REQUIRED WORK: Copy every entry exactly.

--------------------

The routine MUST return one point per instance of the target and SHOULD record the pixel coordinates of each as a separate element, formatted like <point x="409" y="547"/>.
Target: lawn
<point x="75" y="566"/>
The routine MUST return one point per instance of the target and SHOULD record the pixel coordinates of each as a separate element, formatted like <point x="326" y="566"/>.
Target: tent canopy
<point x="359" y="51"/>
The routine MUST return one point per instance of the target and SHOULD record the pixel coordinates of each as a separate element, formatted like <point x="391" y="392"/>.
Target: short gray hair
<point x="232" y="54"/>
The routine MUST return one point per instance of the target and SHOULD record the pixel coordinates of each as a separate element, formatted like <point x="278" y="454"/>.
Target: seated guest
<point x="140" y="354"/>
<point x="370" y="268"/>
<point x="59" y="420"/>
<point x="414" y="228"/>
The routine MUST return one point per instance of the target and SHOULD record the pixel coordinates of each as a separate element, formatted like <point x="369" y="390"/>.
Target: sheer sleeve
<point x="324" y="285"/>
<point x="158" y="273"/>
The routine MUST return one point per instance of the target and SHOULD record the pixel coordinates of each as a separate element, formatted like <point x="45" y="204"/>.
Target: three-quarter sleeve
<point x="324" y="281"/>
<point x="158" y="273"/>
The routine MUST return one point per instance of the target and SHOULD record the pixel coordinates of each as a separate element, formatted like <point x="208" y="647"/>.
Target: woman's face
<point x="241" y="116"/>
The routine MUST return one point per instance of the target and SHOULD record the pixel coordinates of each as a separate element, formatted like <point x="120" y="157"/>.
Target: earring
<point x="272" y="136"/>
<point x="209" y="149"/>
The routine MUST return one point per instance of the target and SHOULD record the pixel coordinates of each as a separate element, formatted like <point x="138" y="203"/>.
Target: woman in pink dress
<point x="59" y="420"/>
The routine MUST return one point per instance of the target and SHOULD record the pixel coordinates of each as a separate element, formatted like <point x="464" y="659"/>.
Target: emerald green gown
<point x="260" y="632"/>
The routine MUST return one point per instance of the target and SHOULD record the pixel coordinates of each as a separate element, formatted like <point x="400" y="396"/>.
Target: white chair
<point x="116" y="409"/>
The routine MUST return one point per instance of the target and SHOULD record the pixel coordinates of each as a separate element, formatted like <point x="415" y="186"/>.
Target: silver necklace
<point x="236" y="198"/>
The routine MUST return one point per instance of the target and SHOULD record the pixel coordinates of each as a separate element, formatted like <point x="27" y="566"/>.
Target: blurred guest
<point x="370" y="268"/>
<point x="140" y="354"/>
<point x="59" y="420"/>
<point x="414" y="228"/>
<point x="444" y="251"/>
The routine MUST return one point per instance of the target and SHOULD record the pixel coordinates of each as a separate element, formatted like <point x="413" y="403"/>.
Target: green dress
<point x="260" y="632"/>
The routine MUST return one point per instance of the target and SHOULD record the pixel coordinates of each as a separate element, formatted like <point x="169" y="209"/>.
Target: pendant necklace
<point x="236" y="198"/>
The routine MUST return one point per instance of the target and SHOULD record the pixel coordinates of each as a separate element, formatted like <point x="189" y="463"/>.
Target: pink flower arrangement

--------------------

RESPONSE TO THE EXERCISE:
The routine MUST return one point per instance of the target and SHOULD record the pixel coordinates of each as a separate element, formatted like <point x="409" y="547"/>.
Target: lawn
<point x="75" y="566"/>
The routine MUST return one point per instance of the target and SHOULD record the pixel coordinates of each as a separate element, formatted like <point x="326" y="566"/>.
Target: tent canopy
<point x="359" y="51"/>
The routine MUST return one point per instance of the target and SHOULD record the pixel coordinates of each as a separate element, formatted like <point x="391" y="392"/>.
Target: short gray hair
<point x="232" y="54"/>
The routine MUST return one point per instance of the target and SHOULD record the pixel coordinates of each as a separate element, formatted like <point x="278" y="454"/>.
Target: seated guest
<point x="140" y="354"/>
<point x="370" y="268"/>
<point x="59" y="420"/>
<point x="414" y="228"/>
The routine MUST return one point per instance of the target and SHOULD record the pixel coordinates of each as a separate element, formatted like <point x="369" y="390"/>.
Target: sheer sleeve
<point x="324" y="285"/>
<point x="158" y="273"/>
The routine MUST return one point per instance of the target and SHOULD record the pixel coordinates of each as a separate element, formatted like <point x="45" y="204"/>.
Target: three-quarter sleeve
<point x="324" y="281"/>
<point x="158" y="273"/>
The routine MUST return one point per instance of the target and SHOULD record the pixel coordinates of each as a separate element, formatted like <point x="208" y="647"/>.
Target: woman's face
<point x="241" y="116"/>
The routine MUST return one point per instance of the target and SHOULD record the pixel coordinates of each as a separate element, formatted like <point x="120" y="157"/>.
Target: earring
<point x="272" y="136"/>
<point x="209" y="149"/>
The routine MUST return one point per instance of the target and SHOULD record the pixel coordinates of each as a separate element, formatted like <point x="138" y="203"/>.
Target: woman in pink dress
<point x="59" y="420"/>
The routine MUST return one point per instance of the target and SHOULD record the pixel coordinates of each as a separate element, formatted like <point x="464" y="659"/>.
Target: emerald green gown
<point x="260" y="632"/>
The routine MUST return one point per instance of the target and SHOULD record the pixel coordinates of each as a separate element, formatted like <point x="400" y="396"/>.
Target: white chair
<point x="116" y="409"/>
The routine MUST return one point per instance of the target and SHOULD record the pixel coordinates of each as a separate element, formatted like <point x="415" y="186"/>.
Target: silver necklace
<point x="236" y="198"/>
The routine MUST return one point per instance of the target and SHOULD record the pixel coordinates of each as a separate element, formatted like <point x="27" y="566"/>.
Target: blurred guest
<point x="370" y="268"/>
<point x="140" y="354"/>
<point x="59" y="420"/>
<point x="414" y="228"/>
<point x="444" y="251"/>
The routine MUST return one point per instance of the target and SHOULD record the pixel coordinates of each as a separate element, formatted like <point x="413" y="403"/>.
Target: green dress
<point x="260" y="632"/>
The routine MUST return one point per instance of the target and SHOULD record the pixel coordinates of each as a separate element, formatted like <point x="169" y="209"/>.
Target: pendant necklace
<point x="236" y="198"/>
The routine MUST return one point per instance of the target and SHOULD record the pixel coordinates of each as a separate element, formatted like <point x="189" y="463"/>.
Target: pink flower arrangement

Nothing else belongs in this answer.